** ASSIGNED TASK **
When you reach the line containing "pocket, one per animal or object that matches." in the entries below, begin reproducing lines exactly, and stop once the line containing "cloth, one per animal or object that matches." is done.

** DATASET EXCERPTS **
━━━━━━━━━━━━━━━━━━━━━━━━━━━━━━

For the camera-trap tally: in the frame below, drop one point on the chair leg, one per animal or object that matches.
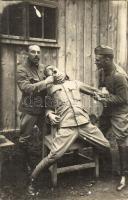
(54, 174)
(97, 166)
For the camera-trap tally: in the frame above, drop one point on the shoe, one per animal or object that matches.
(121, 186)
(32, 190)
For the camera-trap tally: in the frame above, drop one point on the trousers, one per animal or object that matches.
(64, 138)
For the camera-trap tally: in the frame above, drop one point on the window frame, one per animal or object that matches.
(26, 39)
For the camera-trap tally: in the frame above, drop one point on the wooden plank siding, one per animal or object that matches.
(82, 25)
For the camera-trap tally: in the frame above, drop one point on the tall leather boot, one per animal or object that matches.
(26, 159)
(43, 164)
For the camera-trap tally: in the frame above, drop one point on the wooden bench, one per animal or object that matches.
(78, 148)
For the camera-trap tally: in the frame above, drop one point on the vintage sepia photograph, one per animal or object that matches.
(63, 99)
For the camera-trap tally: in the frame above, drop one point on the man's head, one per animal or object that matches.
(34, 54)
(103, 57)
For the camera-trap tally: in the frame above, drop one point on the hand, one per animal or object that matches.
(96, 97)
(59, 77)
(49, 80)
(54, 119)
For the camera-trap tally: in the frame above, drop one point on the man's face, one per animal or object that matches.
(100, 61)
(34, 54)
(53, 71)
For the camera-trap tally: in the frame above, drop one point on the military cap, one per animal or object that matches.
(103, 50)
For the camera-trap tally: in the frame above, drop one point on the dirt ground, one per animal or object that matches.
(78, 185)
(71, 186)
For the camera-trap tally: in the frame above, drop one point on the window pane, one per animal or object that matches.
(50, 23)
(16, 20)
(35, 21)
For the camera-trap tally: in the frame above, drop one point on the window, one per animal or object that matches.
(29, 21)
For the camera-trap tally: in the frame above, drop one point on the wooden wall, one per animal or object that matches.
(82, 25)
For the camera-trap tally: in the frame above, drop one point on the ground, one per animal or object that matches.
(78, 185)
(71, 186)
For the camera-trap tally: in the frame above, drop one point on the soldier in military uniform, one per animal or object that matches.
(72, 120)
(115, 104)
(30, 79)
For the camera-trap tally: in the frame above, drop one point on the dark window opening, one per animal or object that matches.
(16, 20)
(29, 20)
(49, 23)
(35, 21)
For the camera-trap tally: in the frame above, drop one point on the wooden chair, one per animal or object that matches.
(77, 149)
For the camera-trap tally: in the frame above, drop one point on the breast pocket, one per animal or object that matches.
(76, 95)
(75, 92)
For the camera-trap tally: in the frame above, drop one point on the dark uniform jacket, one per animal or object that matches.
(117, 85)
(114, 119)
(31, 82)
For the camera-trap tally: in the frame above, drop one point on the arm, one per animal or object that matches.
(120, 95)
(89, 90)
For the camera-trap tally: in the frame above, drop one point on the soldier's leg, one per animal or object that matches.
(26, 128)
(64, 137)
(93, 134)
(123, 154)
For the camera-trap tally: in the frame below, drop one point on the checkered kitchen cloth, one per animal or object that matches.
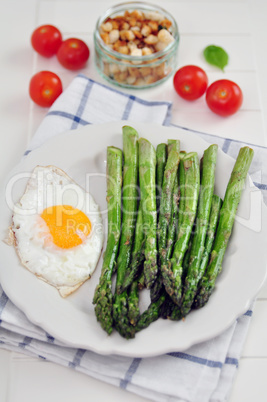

━━━━━━━━━━━━━━━━━━━━━━━━━━━━━━

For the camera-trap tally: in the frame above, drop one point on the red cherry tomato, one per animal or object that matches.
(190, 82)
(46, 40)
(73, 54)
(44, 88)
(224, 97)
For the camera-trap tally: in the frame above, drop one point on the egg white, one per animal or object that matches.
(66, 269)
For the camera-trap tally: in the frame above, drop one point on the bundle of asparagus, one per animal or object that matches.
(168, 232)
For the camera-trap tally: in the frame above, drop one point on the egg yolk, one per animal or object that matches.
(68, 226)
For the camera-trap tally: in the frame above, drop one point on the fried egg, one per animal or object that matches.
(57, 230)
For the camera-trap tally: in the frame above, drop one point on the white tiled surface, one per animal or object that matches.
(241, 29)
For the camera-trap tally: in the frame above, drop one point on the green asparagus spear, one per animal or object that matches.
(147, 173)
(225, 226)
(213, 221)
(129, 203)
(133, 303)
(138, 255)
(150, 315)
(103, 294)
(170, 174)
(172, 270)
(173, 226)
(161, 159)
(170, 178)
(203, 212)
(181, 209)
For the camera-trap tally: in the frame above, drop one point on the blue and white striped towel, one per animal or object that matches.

━━━━━━━━━━━━━━━━━━━━━━━━━━━━━━

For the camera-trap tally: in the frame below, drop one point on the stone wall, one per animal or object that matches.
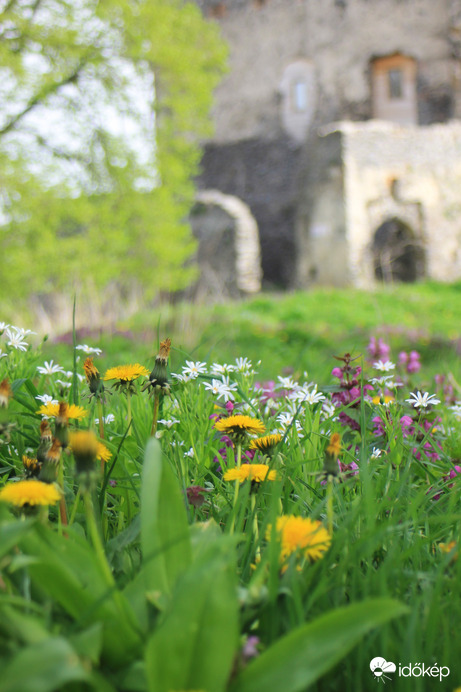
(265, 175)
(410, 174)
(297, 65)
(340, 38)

━━━━━━━━━━━━━━━━━━━━━━━━━━━━━━

** EXERCISE OUTPUT **
For the camera-trap tally: in the frame above, drop one point on the breast pocket, one per animal or object that matches.
(76, 95)
(75, 92)
For the camera-trap tally: in the frame above, drop one point on the dark uniform jacket, one per animal or object that matches.
(117, 85)
(114, 119)
(31, 82)
For the camera-trap tally: in the frame above, drop one point on the arm, one per animal or object that matches.
(120, 95)
(89, 90)
For the camera-trap tally: in the frame above, drop one point on the soldier's leg, one per animal or object that matches.
(26, 128)
(64, 137)
(93, 134)
(123, 154)
For the camera-trap tally: in the frame below, drop one point on the checkered kitchen cloth, one per animal or object that matches.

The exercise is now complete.